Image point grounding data
<<<<
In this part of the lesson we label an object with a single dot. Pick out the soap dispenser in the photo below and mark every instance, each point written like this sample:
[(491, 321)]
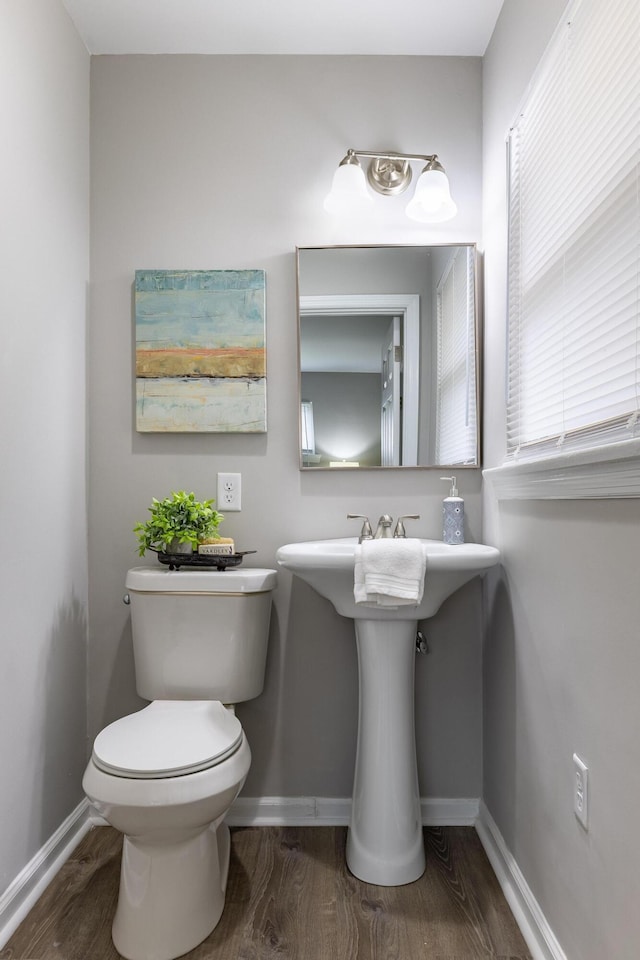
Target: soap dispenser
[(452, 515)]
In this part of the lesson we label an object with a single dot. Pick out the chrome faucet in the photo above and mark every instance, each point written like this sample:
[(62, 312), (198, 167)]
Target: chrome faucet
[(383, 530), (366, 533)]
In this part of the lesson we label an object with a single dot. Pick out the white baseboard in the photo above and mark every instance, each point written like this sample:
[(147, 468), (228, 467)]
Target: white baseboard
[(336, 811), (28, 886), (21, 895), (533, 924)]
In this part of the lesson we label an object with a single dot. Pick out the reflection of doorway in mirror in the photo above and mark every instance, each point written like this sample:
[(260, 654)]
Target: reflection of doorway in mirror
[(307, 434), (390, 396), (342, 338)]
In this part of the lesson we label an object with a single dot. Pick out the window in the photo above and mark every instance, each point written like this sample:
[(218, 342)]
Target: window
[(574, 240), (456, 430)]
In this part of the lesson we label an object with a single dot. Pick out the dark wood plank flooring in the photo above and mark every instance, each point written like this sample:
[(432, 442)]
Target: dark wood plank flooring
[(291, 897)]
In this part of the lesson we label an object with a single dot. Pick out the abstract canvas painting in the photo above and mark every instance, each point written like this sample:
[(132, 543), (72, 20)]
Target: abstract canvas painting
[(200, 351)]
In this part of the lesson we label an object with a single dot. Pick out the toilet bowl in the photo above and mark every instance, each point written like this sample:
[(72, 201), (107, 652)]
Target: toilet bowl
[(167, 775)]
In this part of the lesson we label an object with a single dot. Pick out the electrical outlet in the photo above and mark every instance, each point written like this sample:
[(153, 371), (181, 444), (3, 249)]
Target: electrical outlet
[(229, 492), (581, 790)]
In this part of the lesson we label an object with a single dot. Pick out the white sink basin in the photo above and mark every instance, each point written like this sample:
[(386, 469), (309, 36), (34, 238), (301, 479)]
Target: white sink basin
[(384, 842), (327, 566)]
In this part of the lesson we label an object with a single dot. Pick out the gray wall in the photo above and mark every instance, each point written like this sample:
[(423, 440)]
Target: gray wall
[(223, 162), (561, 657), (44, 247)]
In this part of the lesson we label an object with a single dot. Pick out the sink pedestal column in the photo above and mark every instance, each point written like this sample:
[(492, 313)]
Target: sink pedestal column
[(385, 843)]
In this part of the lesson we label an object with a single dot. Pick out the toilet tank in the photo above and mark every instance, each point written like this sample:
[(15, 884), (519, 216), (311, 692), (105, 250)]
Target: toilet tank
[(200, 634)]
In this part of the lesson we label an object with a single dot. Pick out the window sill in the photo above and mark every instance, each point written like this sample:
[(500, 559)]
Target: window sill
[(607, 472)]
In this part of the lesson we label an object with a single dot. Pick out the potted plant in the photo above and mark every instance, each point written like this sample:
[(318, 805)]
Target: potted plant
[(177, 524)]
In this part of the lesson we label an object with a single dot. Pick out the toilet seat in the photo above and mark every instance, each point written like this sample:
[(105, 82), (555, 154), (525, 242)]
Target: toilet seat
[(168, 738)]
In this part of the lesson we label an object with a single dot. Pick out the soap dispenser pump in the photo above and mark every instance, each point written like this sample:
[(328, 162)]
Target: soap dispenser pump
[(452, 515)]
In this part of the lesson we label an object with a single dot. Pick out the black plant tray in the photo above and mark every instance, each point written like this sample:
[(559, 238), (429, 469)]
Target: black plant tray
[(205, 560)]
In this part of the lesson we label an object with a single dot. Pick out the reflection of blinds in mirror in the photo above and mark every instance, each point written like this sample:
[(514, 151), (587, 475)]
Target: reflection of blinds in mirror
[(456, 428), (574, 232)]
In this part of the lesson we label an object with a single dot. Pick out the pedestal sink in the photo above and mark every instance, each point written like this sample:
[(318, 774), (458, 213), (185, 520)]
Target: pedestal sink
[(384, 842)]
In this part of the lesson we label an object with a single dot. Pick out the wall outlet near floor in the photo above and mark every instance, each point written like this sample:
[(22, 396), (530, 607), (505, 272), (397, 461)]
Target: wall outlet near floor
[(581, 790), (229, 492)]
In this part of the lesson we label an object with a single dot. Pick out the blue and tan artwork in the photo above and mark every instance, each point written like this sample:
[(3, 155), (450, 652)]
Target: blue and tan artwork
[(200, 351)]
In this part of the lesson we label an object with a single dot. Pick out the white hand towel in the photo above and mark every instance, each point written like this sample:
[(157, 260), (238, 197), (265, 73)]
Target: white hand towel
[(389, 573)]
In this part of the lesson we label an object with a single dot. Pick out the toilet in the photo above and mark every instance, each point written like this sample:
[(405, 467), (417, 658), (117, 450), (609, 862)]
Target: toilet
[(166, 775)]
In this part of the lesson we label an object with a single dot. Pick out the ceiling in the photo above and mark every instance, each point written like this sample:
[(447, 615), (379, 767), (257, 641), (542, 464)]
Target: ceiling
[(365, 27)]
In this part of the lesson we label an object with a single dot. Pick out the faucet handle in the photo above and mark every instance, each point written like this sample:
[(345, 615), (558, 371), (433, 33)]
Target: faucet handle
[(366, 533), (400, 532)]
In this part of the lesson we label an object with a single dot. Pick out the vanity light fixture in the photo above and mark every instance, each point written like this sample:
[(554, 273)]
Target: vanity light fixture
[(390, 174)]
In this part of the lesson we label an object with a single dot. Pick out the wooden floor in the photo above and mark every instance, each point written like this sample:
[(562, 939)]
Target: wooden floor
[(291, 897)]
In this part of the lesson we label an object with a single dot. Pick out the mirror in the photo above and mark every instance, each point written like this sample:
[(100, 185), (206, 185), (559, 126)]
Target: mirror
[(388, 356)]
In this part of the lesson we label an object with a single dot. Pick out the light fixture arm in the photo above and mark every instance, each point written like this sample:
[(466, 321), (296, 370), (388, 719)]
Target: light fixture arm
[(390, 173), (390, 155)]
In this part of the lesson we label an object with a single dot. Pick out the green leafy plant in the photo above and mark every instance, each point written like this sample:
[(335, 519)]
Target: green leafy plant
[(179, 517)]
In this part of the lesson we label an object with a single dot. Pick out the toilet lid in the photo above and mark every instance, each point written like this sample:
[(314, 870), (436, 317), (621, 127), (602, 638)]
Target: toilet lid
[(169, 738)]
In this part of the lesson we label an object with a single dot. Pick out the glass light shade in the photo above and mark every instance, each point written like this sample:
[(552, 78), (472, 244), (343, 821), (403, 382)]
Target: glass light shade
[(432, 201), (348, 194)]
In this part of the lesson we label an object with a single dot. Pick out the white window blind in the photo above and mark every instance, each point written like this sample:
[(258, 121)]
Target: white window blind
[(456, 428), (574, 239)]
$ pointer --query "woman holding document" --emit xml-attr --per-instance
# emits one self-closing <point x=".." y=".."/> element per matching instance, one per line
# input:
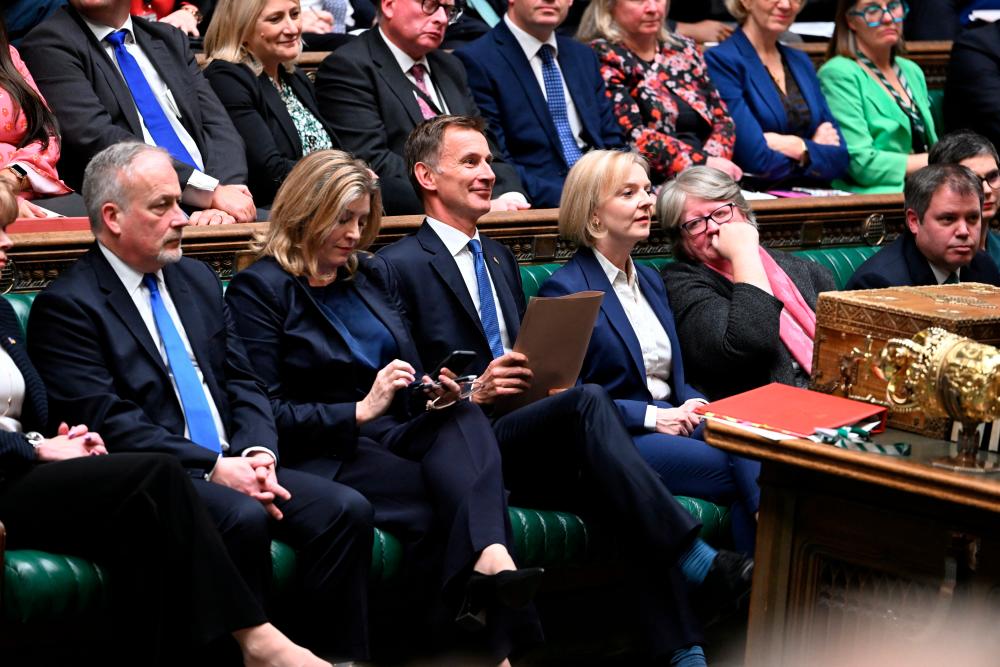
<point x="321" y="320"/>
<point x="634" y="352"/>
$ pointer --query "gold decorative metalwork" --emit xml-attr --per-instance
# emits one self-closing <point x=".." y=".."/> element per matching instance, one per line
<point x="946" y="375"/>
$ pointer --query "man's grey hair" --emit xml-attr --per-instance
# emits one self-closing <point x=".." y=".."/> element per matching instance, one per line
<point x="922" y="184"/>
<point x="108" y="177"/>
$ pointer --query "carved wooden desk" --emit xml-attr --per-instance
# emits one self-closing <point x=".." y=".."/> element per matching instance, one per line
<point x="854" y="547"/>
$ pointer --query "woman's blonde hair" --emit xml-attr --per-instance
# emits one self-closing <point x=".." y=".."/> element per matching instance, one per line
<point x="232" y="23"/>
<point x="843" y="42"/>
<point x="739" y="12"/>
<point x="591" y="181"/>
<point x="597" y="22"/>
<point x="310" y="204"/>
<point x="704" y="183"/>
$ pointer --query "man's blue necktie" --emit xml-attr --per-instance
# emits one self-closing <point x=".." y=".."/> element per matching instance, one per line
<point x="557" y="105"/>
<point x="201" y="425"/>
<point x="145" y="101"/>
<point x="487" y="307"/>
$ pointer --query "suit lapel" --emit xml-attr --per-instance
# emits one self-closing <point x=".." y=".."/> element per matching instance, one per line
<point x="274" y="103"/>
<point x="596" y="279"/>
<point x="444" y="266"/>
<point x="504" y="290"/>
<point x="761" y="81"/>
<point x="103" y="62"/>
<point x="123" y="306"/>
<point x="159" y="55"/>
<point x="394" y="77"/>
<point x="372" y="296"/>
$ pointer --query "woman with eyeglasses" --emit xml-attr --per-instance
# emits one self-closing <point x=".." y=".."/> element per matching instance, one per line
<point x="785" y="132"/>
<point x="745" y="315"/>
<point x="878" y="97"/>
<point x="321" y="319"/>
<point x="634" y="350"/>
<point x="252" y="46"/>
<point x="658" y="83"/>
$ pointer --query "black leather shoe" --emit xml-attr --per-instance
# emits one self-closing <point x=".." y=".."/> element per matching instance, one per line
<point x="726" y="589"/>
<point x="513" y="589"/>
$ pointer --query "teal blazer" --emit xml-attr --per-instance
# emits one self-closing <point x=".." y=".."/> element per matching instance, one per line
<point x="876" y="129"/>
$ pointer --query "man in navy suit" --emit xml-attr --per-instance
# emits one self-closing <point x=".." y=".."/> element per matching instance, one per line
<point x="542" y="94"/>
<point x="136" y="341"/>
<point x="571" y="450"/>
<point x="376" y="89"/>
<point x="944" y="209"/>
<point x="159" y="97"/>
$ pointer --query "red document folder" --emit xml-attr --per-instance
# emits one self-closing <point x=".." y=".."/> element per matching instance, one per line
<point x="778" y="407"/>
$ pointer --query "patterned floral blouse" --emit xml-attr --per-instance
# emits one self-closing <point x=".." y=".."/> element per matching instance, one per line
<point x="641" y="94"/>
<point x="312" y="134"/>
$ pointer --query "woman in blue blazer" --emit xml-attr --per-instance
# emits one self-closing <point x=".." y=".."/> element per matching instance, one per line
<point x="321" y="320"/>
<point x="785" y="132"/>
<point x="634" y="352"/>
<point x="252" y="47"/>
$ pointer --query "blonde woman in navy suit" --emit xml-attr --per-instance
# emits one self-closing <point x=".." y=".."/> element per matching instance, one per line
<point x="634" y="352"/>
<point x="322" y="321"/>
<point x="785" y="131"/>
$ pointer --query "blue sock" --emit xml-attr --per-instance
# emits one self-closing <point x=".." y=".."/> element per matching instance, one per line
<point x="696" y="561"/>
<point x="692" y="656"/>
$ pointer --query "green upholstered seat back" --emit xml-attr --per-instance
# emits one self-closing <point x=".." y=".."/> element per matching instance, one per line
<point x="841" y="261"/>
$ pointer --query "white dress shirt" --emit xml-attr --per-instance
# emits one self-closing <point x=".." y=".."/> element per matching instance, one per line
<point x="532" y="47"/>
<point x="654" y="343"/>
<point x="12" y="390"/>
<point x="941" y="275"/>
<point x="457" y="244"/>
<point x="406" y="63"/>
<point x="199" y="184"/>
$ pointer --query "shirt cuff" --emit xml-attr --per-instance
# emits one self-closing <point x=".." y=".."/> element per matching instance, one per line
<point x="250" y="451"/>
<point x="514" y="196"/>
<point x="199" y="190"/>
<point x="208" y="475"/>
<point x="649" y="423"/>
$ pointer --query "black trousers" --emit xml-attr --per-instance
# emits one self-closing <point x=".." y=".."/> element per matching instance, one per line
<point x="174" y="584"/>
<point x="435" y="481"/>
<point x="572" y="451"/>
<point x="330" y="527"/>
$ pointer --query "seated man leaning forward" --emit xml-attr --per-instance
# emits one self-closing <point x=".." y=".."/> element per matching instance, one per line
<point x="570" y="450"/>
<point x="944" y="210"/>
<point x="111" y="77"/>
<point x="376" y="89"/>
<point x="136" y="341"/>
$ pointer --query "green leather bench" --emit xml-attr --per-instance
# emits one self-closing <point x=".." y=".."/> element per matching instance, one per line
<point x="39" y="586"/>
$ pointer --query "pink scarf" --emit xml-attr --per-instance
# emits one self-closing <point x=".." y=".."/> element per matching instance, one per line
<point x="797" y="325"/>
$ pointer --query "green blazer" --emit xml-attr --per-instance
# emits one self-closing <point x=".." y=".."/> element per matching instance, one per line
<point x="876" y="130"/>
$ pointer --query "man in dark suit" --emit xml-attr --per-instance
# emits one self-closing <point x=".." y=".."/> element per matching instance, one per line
>>>>
Exercise objective:
Set down word for word the lines from the opening of the entries above through the line that contains "out the abstract", and omit every picture.

Expected answer:
In this part of the lesson we label an object with a single dot. Pick out the soap dispenser in the photo below and mark every instance, each point written like this sample:
[(491, 321)]
Target: soap dispenser
[(452, 515)]
In this part of the lesson we label an object with a single dot. Pick out the chrome faucet in the photo above and mark every instance, each point written like this sample:
[(62, 312), (198, 167)]
Target: chrome faucet
[(383, 530), (366, 533)]
In this part of the lesson we label an object with a single dot. Pick out the white baseboard in the photo above and mark every instance, each point written like this sample:
[(147, 468), (228, 467)]
Target: white baseboard
[(336, 811), (28, 886), (21, 895), (533, 924)]
In this part of the lesson we label an object with a single dot. Pick out the reflection of doorway in mirror in the photo above and mark every instance, each point written like this sample:
[(260, 654)]
Target: reflection of doorway in mirror
[(307, 434), (390, 396), (342, 338)]
In this part of the lesson we label an object with a single dot. Pick out the window in the photo above and mark every instance, each point written like this sample:
[(218, 342)]
Target: window
[(574, 240), (456, 430)]
In this part of the lesson we label an object with a single dot. Pick out the dark wood plank flooring in the photo above and mark every instance, each point written like this sample:
[(432, 442)]
Target: dark wood plank flooring
[(291, 897)]
In this part of the lesson we label an object with a single dot. Pick out the abstract canvas painting in the photo above and mark every instance, each point written like this sample:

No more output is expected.